→ **Document passage**

# Rams horn and unidentified snails



## MysticSky22301 (Apr 16, 2016)

I found 2 regular rams horn snails after adding new plants to my community aquarium, I've found probably 6 more but I've noticed something! Some of the rams have pink bodies! Not just a pink tinge but almost neon pink! They are rather pretty and I don't mind the little invaders lol

I also have a bunch of unidentified snails I've had them since I started my community in a 10g tank 4 years ago does a know what they are? I recently had a population explosion of them and they are everywhere


----------



## NickAu (Sep 28, 2015)

They look like pond/bladder snails, Harmless and if you crush them in the tank most fish find them tasty.

And yes Ranshorn snails can be quite beautiful.


----------



## MysticSky22301 (Apr 16, 2016)

I don't mind them the population should drop off after a while because my corys like to eat the babies they do a decent job cleaning things up but if I get too many I drop them in with my goldfish 

I didn't know they came in other colors so I was surprised I might move 2 pink ones to my Betta sorority just to see if I can get more


----------



## NickAu (Sep 28, 2015)

Have a look at this.
https://www.google.com.au/search?q=...SoSCacPcS4XMqXSEVKreBoqlyi9&q=ramshorn snails


----------



## MysticSky22301 (Apr 16, 2016)

That's cool I want some of the blue ones o.o


----------



## NickAu (Sep 28, 2015)

MysticSky22301 said:


> That's cool I want some of the blue ones o.o


Looks like I converted another member to snail keeping, snails are cool pets look great easy to keep and beneficial to any tank. 

Wait till you get into " exotic " snails, I paid $160 AUD for 2 snails.

Did you know Pomacea maculata can get as big as 15 cm/6 inch diameter? And can live for up to 10 years?

Image NOT my work


----------



## MysticSky22301 (Apr 16, 2016)

Wow that's a big snail!


----------



## NickAu (Sep 28, 2015)

Useless fact

You can actually eat Apple snails
*Eating apple snails - The Apple Snail*



I guess the 1 in the photo I posted would easily feed a family of 6.


----------



## MysticSky22301 (Apr 16, 2016)

That's a lot of work if they are small but a few big snails would be worth it 

PS it's storming here


----------

→ **Direction 1**
Starting with the line containing "Target: marching guardsman" and going on through the end of the rows, swap "wildlife tally" for "site survey" and write those rows out again with nothing else changed.
The forum thread above and these rows come from different sources.

[Records of labeled points]
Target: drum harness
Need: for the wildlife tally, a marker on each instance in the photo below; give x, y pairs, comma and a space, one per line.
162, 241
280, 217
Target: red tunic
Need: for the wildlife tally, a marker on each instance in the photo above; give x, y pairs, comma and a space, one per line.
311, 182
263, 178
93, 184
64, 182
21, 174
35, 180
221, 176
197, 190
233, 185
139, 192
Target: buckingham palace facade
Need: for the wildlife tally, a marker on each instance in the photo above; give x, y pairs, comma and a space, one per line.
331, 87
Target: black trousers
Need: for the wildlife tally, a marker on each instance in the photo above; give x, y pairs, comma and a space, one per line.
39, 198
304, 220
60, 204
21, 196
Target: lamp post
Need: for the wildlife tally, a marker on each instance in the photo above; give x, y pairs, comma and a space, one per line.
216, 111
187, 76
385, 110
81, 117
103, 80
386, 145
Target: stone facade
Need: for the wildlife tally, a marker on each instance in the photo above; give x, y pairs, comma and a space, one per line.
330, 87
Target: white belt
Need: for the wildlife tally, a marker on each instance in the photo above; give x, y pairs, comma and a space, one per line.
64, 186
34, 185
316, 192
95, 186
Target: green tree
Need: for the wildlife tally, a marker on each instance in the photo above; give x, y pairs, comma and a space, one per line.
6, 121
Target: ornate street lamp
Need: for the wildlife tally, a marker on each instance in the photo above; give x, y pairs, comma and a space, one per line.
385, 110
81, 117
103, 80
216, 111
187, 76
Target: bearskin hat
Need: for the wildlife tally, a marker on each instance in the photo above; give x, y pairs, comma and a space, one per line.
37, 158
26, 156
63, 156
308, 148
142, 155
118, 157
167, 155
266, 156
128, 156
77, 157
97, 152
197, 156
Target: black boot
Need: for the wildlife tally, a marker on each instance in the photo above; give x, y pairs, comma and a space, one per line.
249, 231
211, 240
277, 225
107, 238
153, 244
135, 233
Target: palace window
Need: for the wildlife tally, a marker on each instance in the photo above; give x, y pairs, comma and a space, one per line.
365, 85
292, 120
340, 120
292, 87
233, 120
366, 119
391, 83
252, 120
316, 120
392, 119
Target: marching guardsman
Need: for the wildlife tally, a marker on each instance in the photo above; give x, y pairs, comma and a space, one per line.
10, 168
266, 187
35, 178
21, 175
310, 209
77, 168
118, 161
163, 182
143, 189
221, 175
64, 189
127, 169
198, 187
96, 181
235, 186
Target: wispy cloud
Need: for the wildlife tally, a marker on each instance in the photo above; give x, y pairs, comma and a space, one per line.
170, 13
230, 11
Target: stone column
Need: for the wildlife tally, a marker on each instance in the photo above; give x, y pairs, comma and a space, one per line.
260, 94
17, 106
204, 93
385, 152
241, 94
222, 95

→ **Direction 2**
Name every kind of fish mentioned in the snail forum thread.

→ **Exercise answer 1**
Target: marching guardsman
Need: for the site survey, a marker on each instance in the photo above; give x, y pairs, comma and a space, one per line.
10, 168
266, 187
35, 178
21, 175
310, 209
77, 168
118, 161
163, 182
143, 189
221, 175
64, 189
127, 169
198, 187
96, 181
235, 186
Target: wispy cloud
Need: for the site survey, a marker on each instance in the photo above; give x, y pairs, comma and a space, one per line.
170, 13
230, 11
Target: stone column
Need: for the site survey, a marker on each instance in the photo above; give x, y pairs, comma and a space, one per line.
260, 94
17, 106
204, 93
385, 152
241, 94
222, 95

→ **Exercise answer 2**
corys
goldfish
Betta